Start DATA LINES

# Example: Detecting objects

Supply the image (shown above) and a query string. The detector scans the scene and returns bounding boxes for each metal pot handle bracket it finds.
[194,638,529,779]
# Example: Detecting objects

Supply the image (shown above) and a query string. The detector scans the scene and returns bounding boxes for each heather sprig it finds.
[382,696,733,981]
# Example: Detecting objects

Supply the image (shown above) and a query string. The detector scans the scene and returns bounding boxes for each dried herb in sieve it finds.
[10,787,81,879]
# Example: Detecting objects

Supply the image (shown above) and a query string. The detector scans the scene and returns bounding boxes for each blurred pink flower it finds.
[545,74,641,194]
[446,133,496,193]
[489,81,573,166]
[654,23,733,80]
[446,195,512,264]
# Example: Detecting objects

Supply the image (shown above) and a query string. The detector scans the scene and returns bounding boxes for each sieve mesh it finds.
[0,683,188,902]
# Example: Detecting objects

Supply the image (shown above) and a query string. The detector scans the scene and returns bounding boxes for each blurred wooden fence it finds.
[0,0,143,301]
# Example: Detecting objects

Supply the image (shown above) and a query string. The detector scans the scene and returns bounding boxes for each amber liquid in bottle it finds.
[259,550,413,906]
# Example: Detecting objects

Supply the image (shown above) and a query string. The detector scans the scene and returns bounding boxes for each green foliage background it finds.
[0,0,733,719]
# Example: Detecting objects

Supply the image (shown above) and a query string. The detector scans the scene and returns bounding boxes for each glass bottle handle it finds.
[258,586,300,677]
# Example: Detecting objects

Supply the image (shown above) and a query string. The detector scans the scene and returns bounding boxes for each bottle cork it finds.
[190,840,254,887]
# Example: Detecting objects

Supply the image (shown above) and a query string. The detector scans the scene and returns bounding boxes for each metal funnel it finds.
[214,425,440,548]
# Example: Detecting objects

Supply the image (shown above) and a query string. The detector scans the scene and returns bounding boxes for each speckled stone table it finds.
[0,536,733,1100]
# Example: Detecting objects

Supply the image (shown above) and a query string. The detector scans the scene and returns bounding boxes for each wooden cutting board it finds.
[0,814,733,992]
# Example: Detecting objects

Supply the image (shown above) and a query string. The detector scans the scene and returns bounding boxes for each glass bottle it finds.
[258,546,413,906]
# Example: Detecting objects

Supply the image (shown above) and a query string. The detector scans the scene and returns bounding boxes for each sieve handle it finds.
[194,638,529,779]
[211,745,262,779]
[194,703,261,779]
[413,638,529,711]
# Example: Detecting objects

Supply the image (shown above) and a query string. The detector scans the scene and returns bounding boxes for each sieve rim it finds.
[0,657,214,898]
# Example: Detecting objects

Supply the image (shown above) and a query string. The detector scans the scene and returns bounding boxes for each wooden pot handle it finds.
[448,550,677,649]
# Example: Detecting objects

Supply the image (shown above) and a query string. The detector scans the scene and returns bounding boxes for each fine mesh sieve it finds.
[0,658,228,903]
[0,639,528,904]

End DATA LINES

* WHAT YOU NEED TO DO:
Copy every row above word for word, keeping the original order and leaving nothing out.

* TASK RESULT:
# Example: Detecting objects

Supply the image (shown above) and a query string. The detector scans the scene and returns bounding boxes for each metal pot handle bracket it finds.
[194,638,529,779]
# Example: Detecting objects

Supply the image (shown above) and a query string. The detector scans the scene and returns bounding boxes for each heather sprig it finds.
[382,696,733,981]
# Example: Detecting objects

Supply the image (shown above) and a query string. The detector scans the scene and returns bounding boxes for each dried herb in sieve it finds.
[10,787,81,879]
# Example: Detecting objects

Supply the image (shown above) and a query string. The detector scans the scene and returns bounding boxes for each blurred pink flower it finds.
[545,74,641,194]
[446,133,496,193]
[489,81,573,166]
[654,23,733,80]
[446,195,512,264]
# Example: Detecting objects

Supply the image (shown above) and a query string. The detector scans the scene and returns bounding boxes for each sieve mesh it finds.
[0,683,188,902]
# Example: Detecting objects

Supply the image (shown above) and a query string. The detector scans the scene and returns bounding boxes for each blurred wooden fence it finds.
[0,0,143,301]
# Example: Detecting objects

Supply the image (shown above) and a query string. The detector scans the scene and returns bounding boxes for each amber liquid in bottle it finds.
[259,550,413,906]
# Example: Detecting objects

Supply the image (shown above) and a query string. The detector scans the scene and returns bounding boxes for each green foliage background it finds.
[0,0,733,719]
# Example: Detecting objects

Supply the image (shown above) and a query string. The detector scans the scene and returns bounding boxes for each glass bottle handle it finds.
[258,586,300,677]
# Example: Detecting objects

Supply the image (shown above) and a query string. The detector scans the scene and returns bounding boxes for each bottle cork it finds.
[190,840,254,887]
# Example: Detecting objects

Supply the image (shown above) and a query string. The detector scans the scene and returns bounding boxes for each metal funnel it finds.
[214,425,440,548]
# Example: Detecting objects

Supply the image (shown above) and a query string. The detector scans the scene and returns bounding boxes for each speckled stone table it finds.
[0,536,733,1100]
# Example: Detecting objects

Supply the image (shown above) and a query string. The detector scans the scene and returns bounding boxes for each wooden cutting board it finds.
[0,814,733,992]
# Example: Detecting objects

Supply the image (shown above) and a query string. The detector scans the scene and returns bounding boxes for each glass bottle it finds.
[258,546,413,906]
# Example: Detecting objects

Supply the image (shown above) and a query string. The detector scans the scene and returns bounding boxes for each sieve handle it finds.
[194,638,529,779]
[211,745,262,779]
[194,703,261,779]
[413,638,529,711]
# Example: Detecting objects

Supply the image (shown above) and a query string. The detector scans the scene and returns bounding boxes for each sieve rim it finds.
[0,657,214,898]
# Example: Detecting objects

Supply the image (shown above) and a query string. The detector scans the scene and returns bounding boxes for each wooden pot handle it finds.
[448,550,677,649]
# Example: Detecting objects

Supply the image (shown above) and a query string. The detector scans the scene and returns bounding boxes for each fine mesh sieve it finds.
[0,658,228,903]
[0,639,528,904]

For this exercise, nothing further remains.